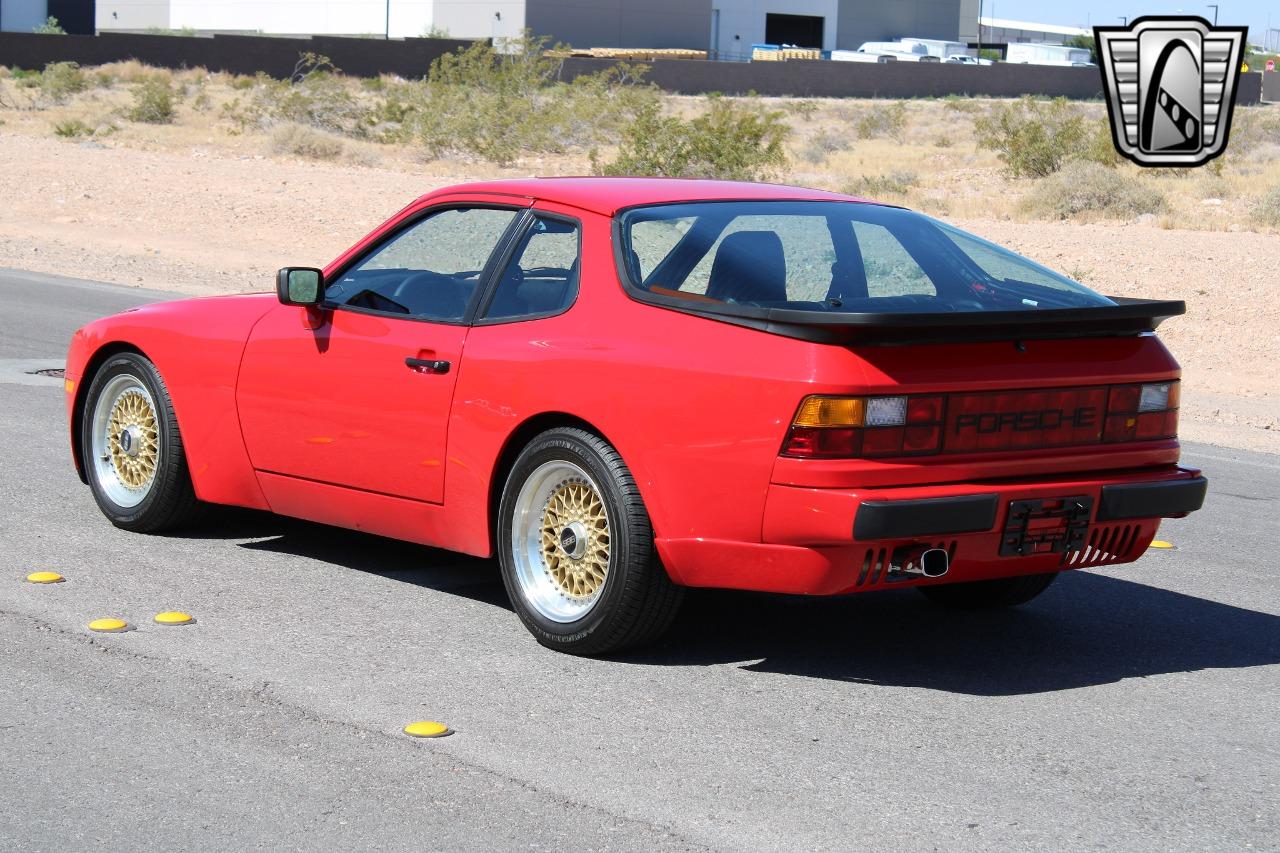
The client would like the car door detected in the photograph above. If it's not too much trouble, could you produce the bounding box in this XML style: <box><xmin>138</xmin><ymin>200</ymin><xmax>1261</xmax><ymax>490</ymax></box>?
<box><xmin>236</xmin><ymin>203</ymin><xmax>524</xmax><ymax>504</ymax></box>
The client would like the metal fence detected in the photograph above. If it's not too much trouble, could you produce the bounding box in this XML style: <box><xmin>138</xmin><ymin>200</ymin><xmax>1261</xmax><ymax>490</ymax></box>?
<box><xmin>0</xmin><ymin>31</ymin><xmax>1265</xmax><ymax>104</ymax></box>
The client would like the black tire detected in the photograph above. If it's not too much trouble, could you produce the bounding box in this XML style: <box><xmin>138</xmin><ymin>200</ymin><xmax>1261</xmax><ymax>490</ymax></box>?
<box><xmin>917</xmin><ymin>572</ymin><xmax>1058</xmax><ymax>610</ymax></box>
<box><xmin>497</xmin><ymin>427</ymin><xmax>684</xmax><ymax>655</ymax></box>
<box><xmin>81</xmin><ymin>352</ymin><xmax>202</xmax><ymax>532</ymax></box>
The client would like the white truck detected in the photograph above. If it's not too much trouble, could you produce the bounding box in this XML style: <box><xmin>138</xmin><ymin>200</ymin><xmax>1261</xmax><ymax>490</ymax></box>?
<box><xmin>831</xmin><ymin>49</ymin><xmax>897</xmax><ymax>63</ymax></box>
<box><xmin>1005</xmin><ymin>42</ymin><xmax>1094</xmax><ymax>66</ymax></box>
<box><xmin>900</xmin><ymin>38</ymin><xmax>973</xmax><ymax>61</ymax></box>
<box><xmin>855</xmin><ymin>41</ymin><xmax>942</xmax><ymax>62</ymax></box>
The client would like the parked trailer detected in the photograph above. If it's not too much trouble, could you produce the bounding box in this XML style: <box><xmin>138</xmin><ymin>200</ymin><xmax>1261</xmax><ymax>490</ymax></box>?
<box><xmin>855</xmin><ymin>42</ymin><xmax>942</xmax><ymax>62</ymax></box>
<box><xmin>831</xmin><ymin>49</ymin><xmax>896</xmax><ymax>63</ymax></box>
<box><xmin>900</xmin><ymin>38</ymin><xmax>974</xmax><ymax>60</ymax></box>
<box><xmin>1005</xmin><ymin>42</ymin><xmax>1094</xmax><ymax>66</ymax></box>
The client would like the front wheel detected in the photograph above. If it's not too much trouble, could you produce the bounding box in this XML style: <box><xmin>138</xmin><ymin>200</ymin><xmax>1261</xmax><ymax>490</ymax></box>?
<box><xmin>81</xmin><ymin>351</ymin><xmax>201</xmax><ymax>532</ymax></box>
<box><xmin>497</xmin><ymin>427</ymin><xmax>683</xmax><ymax>655</ymax></box>
<box><xmin>916</xmin><ymin>572</ymin><xmax>1058</xmax><ymax>610</ymax></box>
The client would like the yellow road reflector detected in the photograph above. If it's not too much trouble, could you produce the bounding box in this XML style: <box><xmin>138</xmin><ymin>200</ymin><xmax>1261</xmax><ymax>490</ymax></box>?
<box><xmin>27</xmin><ymin>571</ymin><xmax>65</xmax><ymax>584</ymax></box>
<box><xmin>88</xmin><ymin>618</ymin><xmax>130</xmax><ymax>633</ymax></box>
<box><xmin>154</xmin><ymin>611</ymin><xmax>195</xmax><ymax>626</ymax></box>
<box><xmin>1149</xmin><ymin>540</ymin><xmax>1176</xmax><ymax>550</ymax></box>
<box><xmin>403</xmin><ymin>720</ymin><xmax>451</xmax><ymax>738</ymax></box>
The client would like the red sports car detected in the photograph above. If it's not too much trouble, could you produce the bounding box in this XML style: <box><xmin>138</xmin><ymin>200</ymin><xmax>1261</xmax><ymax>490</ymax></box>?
<box><xmin>66</xmin><ymin>178</ymin><xmax>1207</xmax><ymax>654</ymax></box>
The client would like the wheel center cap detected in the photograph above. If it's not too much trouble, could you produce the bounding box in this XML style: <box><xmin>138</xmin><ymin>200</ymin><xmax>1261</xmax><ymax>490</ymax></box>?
<box><xmin>559</xmin><ymin>522</ymin><xmax>588</xmax><ymax>560</ymax></box>
<box><xmin>118</xmin><ymin>425</ymin><xmax>142</xmax><ymax>458</ymax></box>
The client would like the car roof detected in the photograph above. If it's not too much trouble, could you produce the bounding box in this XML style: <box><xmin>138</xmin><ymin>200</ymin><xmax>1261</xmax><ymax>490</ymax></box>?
<box><xmin>417</xmin><ymin>177</ymin><xmax>868</xmax><ymax>216</ymax></box>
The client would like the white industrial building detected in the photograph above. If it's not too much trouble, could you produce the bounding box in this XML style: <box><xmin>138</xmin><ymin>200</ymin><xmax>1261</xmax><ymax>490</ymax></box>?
<box><xmin>93</xmin><ymin>0</ymin><xmax>978</xmax><ymax>54</ymax></box>
<box><xmin>977</xmin><ymin>16</ymin><xmax>1089</xmax><ymax>45</ymax></box>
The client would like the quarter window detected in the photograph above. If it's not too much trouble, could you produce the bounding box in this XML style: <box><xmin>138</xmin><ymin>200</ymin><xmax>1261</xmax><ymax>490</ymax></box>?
<box><xmin>326</xmin><ymin>207</ymin><xmax>518</xmax><ymax>321</ymax></box>
<box><xmin>482</xmin><ymin>216</ymin><xmax>581</xmax><ymax>321</ymax></box>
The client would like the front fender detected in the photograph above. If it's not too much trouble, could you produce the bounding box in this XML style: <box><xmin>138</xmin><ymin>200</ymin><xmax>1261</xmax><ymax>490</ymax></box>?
<box><xmin>67</xmin><ymin>294</ymin><xmax>276</xmax><ymax>510</ymax></box>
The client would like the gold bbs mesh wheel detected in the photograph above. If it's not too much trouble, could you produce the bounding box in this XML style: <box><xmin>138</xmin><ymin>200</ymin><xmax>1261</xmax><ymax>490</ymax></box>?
<box><xmin>511</xmin><ymin>460</ymin><xmax>612</xmax><ymax>622</ymax></box>
<box><xmin>90</xmin><ymin>374</ymin><xmax>161</xmax><ymax>508</ymax></box>
<box><xmin>540</xmin><ymin>480</ymin><xmax>611</xmax><ymax>599</ymax></box>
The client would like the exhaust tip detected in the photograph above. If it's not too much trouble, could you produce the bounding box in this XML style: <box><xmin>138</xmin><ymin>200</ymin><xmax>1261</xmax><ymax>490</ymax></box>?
<box><xmin>920</xmin><ymin>548</ymin><xmax>950</xmax><ymax>578</ymax></box>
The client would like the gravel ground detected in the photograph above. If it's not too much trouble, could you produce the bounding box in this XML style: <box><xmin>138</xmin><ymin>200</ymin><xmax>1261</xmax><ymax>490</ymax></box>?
<box><xmin>0</xmin><ymin>132</ymin><xmax>1276</xmax><ymax>452</ymax></box>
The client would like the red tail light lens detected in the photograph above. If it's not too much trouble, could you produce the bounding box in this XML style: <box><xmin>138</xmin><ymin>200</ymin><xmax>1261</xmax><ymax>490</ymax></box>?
<box><xmin>1102</xmin><ymin>382</ymin><xmax>1179</xmax><ymax>443</ymax></box>
<box><xmin>782</xmin><ymin>381</ymin><xmax>1179</xmax><ymax>459</ymax></box>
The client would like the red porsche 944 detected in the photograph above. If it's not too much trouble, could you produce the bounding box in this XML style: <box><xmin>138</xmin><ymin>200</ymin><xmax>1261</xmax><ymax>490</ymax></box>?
<box><xmin>66</xmin><ymin>178</ymin><xmax>1207</xmax><ymax>654</ymax></box>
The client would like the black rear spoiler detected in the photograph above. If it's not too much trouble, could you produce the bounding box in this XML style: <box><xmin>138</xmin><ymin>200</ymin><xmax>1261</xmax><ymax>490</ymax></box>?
<box><xmin>636</xmin><ymin>296</ymin><xmax>1186</xmax><ymax>345</ymax></box>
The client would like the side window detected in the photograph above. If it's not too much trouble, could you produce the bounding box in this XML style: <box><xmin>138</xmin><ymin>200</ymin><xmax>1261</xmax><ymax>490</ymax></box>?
<box><xmin>850</xmin><ymin>221</ymin><xmax>936</xmax><ymax>297</ymax></box>
<box><xmin>326</xmin><ymin>207</ymin><xmax>518</xmax><ymax>321</ymax></box>
<box><xmin>482</xmin><ymin>216</ymin><xmax>581</xmax><ymax>321</ymax></box>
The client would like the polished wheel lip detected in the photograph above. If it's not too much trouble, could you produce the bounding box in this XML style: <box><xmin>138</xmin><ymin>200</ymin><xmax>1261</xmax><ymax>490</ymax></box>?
<box><xmin>89</xmin><ymin>374</ymin><xmax>160</xmax><ymax>509</ymax></box>
<box><xmin>511</xmin><ymin>460</ymin><xmax>612</xmax><ymax>624</ymax></box>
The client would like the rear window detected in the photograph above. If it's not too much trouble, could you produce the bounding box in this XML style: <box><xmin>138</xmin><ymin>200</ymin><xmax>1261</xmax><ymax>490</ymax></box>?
<box><xmin>619</xmin><ymin>201</ymin><xmax>1113</xmax><ymax>313</ymax></box>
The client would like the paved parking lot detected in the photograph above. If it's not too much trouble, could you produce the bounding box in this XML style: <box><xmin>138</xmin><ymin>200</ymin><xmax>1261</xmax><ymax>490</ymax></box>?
<box><xmin>2</xmin><ymin>269</ymin><xmax>1277</xmax><ymax>850</ymax></box>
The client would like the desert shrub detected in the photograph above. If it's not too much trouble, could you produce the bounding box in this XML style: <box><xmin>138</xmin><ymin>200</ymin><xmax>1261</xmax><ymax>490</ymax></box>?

------------------------

» WHAT IS REQUIRED
Lines before the one containing "The client would like the paved" are left out. Repeat that line and all lines after it in the records above exactly.

» YOUR RESPONSE
The client would like the paved parking lot detected in the photograph above. If it's not too much trouble, could you produce the bounding box in this XML style: <box><xmin>138</xmin><ymin>200</ymin><xmax>1261</xmax><ymax>490</ymax></box>?
<box><xmin>2</xmin><ymin>269</ymin><xmax>1277</xmax><ymax>850</ymax></box>
The client would like the desert shrub detected in the photograph above. If it's not too much trouble, could you produce the bounding box in this XML style: <box><xmin>138</xmin><ymin>200</ymin><xmax>1261</xmax><ymax>490</ymax></box>?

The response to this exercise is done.